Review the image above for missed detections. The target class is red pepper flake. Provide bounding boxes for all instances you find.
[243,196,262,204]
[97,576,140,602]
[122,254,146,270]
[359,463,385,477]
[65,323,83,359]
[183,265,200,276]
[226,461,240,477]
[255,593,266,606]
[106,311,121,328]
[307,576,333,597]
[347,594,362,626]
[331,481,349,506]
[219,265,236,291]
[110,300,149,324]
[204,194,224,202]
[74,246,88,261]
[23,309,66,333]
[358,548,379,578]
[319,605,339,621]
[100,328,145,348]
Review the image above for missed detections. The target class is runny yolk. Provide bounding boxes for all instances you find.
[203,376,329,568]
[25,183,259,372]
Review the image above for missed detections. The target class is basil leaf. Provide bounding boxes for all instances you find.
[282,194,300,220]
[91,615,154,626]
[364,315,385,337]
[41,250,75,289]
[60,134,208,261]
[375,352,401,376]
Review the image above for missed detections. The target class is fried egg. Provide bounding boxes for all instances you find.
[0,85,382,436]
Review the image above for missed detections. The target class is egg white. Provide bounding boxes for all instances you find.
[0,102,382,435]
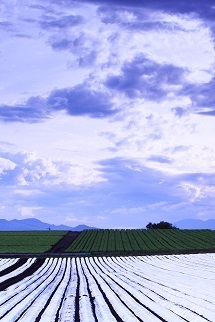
· · · · · · ·
_Problem to work on_
Can you repeat these lines with every "target class" swapped for "object category", change nothing else, and leave out the pictures?

_Response below_
Review the image above for missed detections. The object category is red pepper flake. Provide bounding boxes for all instances you find.
[243,196,262,204]
[97,576,140,602]
[122,254,146,270]
[359,463,385,477]
[65,323,83,359]
[183,265,200,276]
[226,461,240,477]
[255,593,266,606]
[106,311,121,328]
[307,576,333,597]
[347,594,362,626]
[331,481,349,506]
[219,265,236,291]
[110,300,149,324]
[204,194,224,202]
[74,246,88,261]
[23,309,66,333]
[358,548,379,578]
[319,605,339,621]
[100,328,145,348]
Review the image above for missed detections. The object category is runny yolk. Provide bounding boxes for all instances you find.
[203,376,329,568]
[25,183,259,372]
Review the image above for missed detections. The object category is basil leaf. Provide bounding boxes for all instances you find.
[282,194,300,220]
[91,615,154,626]
[364,315,385,337]
[41,250,75,289]
[60,134,208,261]
[375,352,401,376]
Review the image above for missed detections. The object category is fried egg. Provide bounding boxes for all instances you find.
[0,85,382,436]
Review the image above for missed detections. The object category is egg white. Provide bounding boxes for all instances you find.
[0,102,382,435]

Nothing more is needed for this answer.